::: Input data
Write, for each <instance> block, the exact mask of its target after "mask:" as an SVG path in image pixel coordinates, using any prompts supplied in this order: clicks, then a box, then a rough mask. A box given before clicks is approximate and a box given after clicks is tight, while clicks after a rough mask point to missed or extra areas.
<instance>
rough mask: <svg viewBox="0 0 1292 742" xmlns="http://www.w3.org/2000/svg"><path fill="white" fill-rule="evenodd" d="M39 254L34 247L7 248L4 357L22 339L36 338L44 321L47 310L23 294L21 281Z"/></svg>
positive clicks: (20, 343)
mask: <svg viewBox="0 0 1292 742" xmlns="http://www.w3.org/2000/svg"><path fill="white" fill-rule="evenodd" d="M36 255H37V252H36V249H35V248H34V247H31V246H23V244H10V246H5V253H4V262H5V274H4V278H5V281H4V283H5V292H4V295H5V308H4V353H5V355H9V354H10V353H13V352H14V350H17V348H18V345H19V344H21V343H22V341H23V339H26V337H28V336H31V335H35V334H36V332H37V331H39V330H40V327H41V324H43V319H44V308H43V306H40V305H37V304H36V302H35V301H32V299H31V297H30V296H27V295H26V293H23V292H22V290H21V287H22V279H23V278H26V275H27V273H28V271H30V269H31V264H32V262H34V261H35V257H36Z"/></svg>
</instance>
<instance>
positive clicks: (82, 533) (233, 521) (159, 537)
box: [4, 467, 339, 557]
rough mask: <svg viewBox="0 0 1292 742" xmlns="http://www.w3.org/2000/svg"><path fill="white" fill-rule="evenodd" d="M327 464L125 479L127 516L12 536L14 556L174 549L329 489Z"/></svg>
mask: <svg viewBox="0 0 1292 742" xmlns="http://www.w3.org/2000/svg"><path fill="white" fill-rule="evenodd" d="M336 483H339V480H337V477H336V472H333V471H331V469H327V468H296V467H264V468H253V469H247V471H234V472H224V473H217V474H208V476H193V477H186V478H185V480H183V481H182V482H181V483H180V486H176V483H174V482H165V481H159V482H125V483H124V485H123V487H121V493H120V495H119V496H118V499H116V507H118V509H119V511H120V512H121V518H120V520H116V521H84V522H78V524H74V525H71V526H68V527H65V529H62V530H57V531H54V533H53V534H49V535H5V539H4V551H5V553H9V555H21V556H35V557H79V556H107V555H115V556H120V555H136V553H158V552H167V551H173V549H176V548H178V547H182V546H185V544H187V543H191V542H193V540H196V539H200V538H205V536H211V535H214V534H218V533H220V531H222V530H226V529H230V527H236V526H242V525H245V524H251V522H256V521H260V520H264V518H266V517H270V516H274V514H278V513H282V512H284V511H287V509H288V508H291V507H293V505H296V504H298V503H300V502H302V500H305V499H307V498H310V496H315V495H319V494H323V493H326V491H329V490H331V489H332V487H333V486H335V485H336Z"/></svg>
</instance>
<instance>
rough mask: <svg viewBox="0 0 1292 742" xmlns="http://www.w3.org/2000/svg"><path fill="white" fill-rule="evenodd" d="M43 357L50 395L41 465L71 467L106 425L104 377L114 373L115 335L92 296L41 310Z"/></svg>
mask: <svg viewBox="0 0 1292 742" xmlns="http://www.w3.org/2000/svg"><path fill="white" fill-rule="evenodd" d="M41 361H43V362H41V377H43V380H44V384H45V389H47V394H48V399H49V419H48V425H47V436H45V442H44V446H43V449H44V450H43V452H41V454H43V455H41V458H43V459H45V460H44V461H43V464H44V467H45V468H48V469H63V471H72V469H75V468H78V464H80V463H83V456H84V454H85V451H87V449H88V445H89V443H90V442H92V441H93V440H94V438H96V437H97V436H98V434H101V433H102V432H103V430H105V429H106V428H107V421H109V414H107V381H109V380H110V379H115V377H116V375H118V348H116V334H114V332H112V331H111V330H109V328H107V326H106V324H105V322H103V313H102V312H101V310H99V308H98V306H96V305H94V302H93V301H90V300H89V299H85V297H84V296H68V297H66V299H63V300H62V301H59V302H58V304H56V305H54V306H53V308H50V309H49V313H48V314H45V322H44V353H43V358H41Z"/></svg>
::::::
▶ _What you are asked to do_: The whole listing above needs to be written out again exactly.

▶ _Response area_:
Write, for each <instance> block, the exact mask of its target after "mask:" as an SVG path in image pixel coordinates, using any prompts supplied in this order: clicks, then a box, then a rough mask. A box given before clicks is approximate and a box given after clicks is tight, while clicks after a rough mask point to missed or extra areas.
<instance>
rough mask: <svg viewBox="0 0 1292 742" xmlns="http://www.w3.org/2000/svg"><path fill="white" fill-rule="evenodd" d="M39 254L34 247L7 248L4 357L22 339L36 338L44 321L47 310L23 294L21 281Z"/></svg>
positive clicks: (20, 343)
mask: <svg viewBox="0 0 1292 742" xmlns="http://www.w3.org/2000/svg"><path fill="white" fill-rule="evenodd" d="M36 255H37V252H36V249H35V248H34V247H31V246H23V244H10V246H5V253H4V262H5V274H4V278H5V281H4V283H5V292H4V295H5V308H4V353H5V355H9V354H10V353H13V352H14V350H17V348H18V345H19V344H21V343H22V341H23V339H26V337H28V336H31V335H35V334H36V332H37V331H39V330H40V327H41V324H43V319H44V308H43V306H40V305H37V304H36V302H35V301H32V299H31V297H30V296H27V295H26V293H23V292H22V290H21V287H22V279H23V278H26V275H27V273H28V271H30V269H31V264H32V262H34V261H35V257H36Z"/></svg>
</instance>
<instance>
positive clicks: (82, 533) (233, 521) (159, 537)
box: [4, 467, 339, 557]
rough mask: <svg viewBox="0 0 1292 742" xmlns="http://www.w3.org/2000/svg"><path fill="white" fill-rule="evenodd" d="M327 464L125 479L127 516L12 536L14 556L174 549L329 489Z"/></svg>
mask: <svg viewBox="0 0 1292 742" xmlns="http://www.w3.org/2000/svg"><path fill="white" fill-rule="evenodd" d="M336 483H339V480H337V477H336V472H333V471H331V469H327V468H296V467H264V468H253V469H247V471H234V472H224V473H217V474H208V476H193V477H186V478H185V480H183V481H182V482H181V483H180V486H176V483H174V482H165V481H159V482H125V483H124V485H123V487H121V493H120V495H119V496H118V499H116V507H118V509H119V511H120V512H121V518H120V520H116V521H84V522H78V524H74V525H71V526H68V527H65V529H62V530H57V531H54V533H53V534H49V535H5V539H4V551H5V553H9V555H21V556H35V557H79V556H107V555H115V556H120V555H136V553H158V552H167V551H173V549H176V548H178V547H182V546H185V544H187V543H191V542H193V540H196V539H200V538H205V536H211V535H214V534H218V533H220V531H222V530H226V529H230V527H236V526H242V525H245V524H251V522H256V521H260V520H264V518H266V517H270V516H274V514H278V513H282V512H284V511H287V509H288V508H291V507H293V505H296V504H298V503H300V502H302V500H305V499H307V498H310V496H315V495H319V494H323V493H326V491H329V490H331V489H332V487H333V486H335V485H336Z"/></svg>
</instance>
<instance>
rough mask: <svg viewBox="0 0 1292 742" xmlns="http://www.w3.org/2000/svg"><path fill="white" fill-rule="evenodd" d="M43 357L50 395L41 465L71 467L106 425L104 377L114 373L115 335L92 296L41 310Z"/></svg>
mask: <svg viewBox="0 0 1292 742" xmlns="http://www.w3.org/2000/svg"><path fill="white" fill-rule="evenodd" d="M41 361H43V362H41V377H43V380H44V384H45V389H47V394H48V399H49V419H48V425H47V436H45V442H44V446H43V449H44V450H43V452H41V454H43V455H41V458H43V459H45V460H44V461H43V464H44V467H45V468H48V469H63V471H72V469H75V468H78V464H80V463H83V456H84V454H85V451H87V449H88V445H89V443H90V442H92V441H93V440H94V438H96V437H97V436H98V434H101V433H102V432H103V430H105V429H106V428H107V421H109V414H107V381H109V380H110V379H115V377H116V375H118V348H116V334H114V332H112V331H111V330H109V328H107V326H106V324H105V322H103V313H102V312H101V310H99V308H98V306H96V305H94V302H93V301H90V300H89V299H85V297H84V296H68V297H66V299H63V300H62V301H59V302H58V304H56V305H54V306H53V308H50V309H49V313H48V314H45V322H44V353H43V358H41Z"/></svg>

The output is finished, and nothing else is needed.